Tasks and exercises |
1) According to the market report, why did U.S. markets and stock ETFs decline on Tuesday? Answer in one to three sentences.
2) Reproduce the passage of the market report between "According to the" and "war, Reuters reports.", inclusive.

Selected excerpt |

U.S. markets and stock ETFs declined Tuesday as lackluster manufacturing data raised concerns over the health of the economy and the growth outlook.

On Tuesday, the SPDR Dow Jones Industrial Average ETF (NYSEArca: DIA) fell 1.3% and SPDR S&P 500 ETF (NYSEArca: SPY) decreased 1.2%.

According to the ISM report, U.S. factory activity shrank for the second consecutive month in September to a worse-than-expected 47.8, its weakest in over a decade, fueling fears of a worsening fallout from the protracted U.S.-China trade war, Reuters reports.

“All of a sudden we got the ISM data and it was below 50, and that whole narrative changed,” Daniel Morgan, vice president and senior portfolio manager at Synovus Trust, told the Wall Street Journal. “Everything now seems to be orbiting around the manufacturing data, which unfortunately reinforced data we had coming out of Europe last week, specifically Germany, kind of pointing to this global slowdown scenario, at least from the manufacturing.”

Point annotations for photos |
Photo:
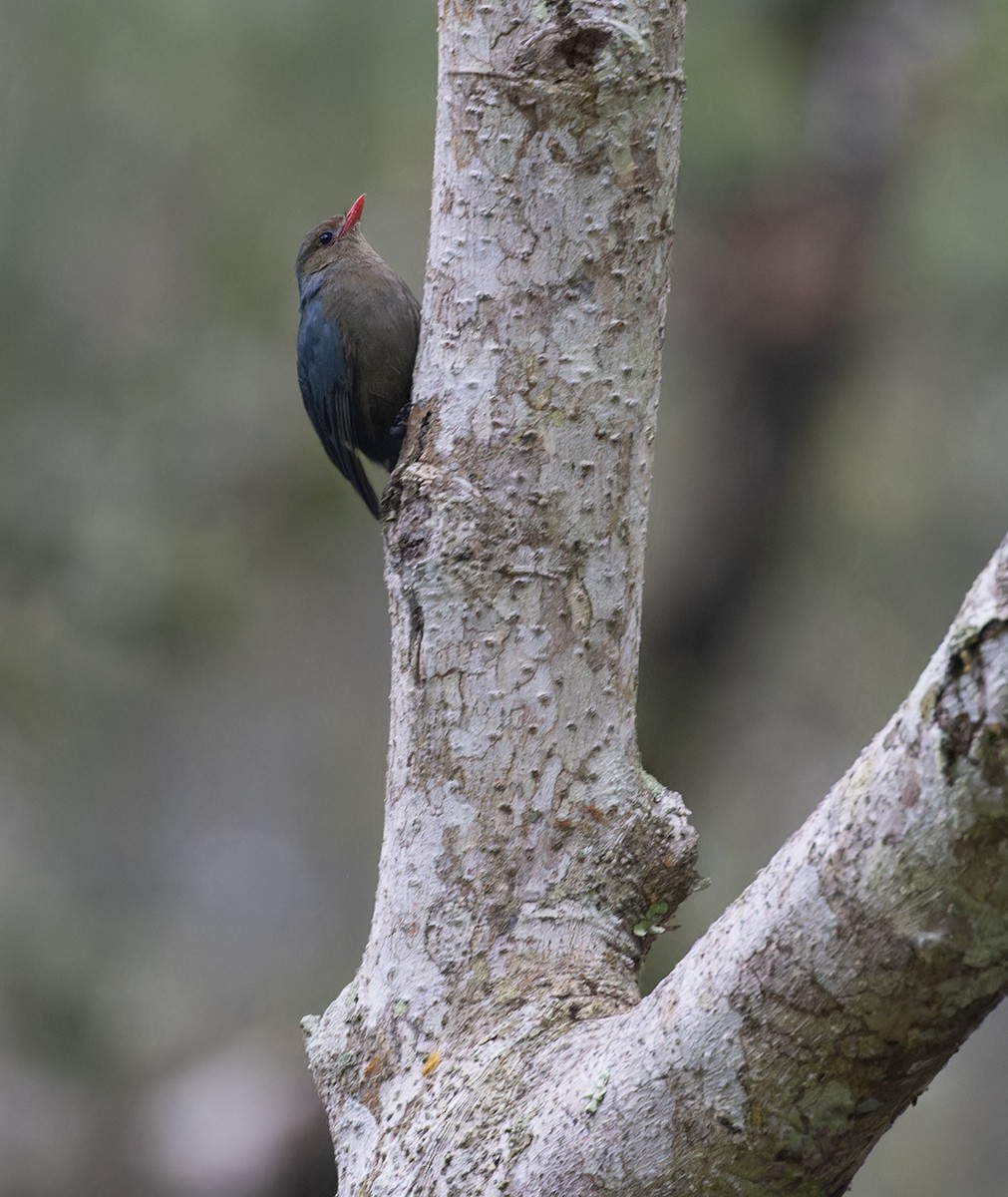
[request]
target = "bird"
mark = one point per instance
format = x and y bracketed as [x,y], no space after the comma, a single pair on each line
[356,347]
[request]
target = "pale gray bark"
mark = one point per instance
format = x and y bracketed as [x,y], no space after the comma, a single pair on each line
[494,1039]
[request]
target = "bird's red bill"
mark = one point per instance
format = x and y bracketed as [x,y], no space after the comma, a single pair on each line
[351,218]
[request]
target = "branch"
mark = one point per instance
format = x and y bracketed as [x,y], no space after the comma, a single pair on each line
[827,998]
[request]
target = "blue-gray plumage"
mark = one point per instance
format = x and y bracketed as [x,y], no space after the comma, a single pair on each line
[357,342]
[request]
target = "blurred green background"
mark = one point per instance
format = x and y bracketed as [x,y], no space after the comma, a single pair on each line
[192,625]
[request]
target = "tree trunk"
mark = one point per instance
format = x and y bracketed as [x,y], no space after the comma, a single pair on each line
[494,1039]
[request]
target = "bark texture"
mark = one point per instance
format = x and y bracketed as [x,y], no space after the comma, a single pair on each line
[494,1039]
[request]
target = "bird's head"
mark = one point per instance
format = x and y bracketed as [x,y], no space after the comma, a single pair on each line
[329,240]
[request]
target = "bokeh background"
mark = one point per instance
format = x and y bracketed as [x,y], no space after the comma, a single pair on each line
[192,626]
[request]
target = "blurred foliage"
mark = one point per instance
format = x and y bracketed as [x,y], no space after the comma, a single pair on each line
[194,649]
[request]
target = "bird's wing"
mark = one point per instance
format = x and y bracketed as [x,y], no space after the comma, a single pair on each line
[326,377]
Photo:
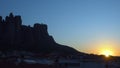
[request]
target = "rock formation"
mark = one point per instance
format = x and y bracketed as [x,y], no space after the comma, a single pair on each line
[15,36]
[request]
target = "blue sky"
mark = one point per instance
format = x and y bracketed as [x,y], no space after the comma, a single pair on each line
[76,23]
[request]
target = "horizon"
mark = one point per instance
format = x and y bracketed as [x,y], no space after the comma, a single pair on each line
[88,26]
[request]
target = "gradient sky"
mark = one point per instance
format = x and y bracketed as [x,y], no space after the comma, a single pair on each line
[86,25]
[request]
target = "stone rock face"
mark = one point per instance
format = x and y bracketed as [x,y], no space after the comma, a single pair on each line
[15,36]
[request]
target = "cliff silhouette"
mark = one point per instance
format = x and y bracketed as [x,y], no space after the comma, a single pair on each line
[15,36]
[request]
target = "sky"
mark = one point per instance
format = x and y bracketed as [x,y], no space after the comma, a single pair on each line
[86,25]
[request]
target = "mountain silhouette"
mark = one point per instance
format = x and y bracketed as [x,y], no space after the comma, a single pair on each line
[15,36]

Expected outputs |
1) U.S. markets and stock ETFs declined because lackluster manufacturing data raised concerns over the health of the economy and the growth outlook. The ISM report showed U.S. factory activity shrinking for a second consecutive month in September, to a worse-than-expected 47.8.

2)
According to the ISM report, U.S. factory activity shrank for the second consecutive month in September to a worse-than-expected 47.8, its weakest in over a decade, fueling fears of a worsening fallout from the protracted U.S.-China trade war, Reuters reports.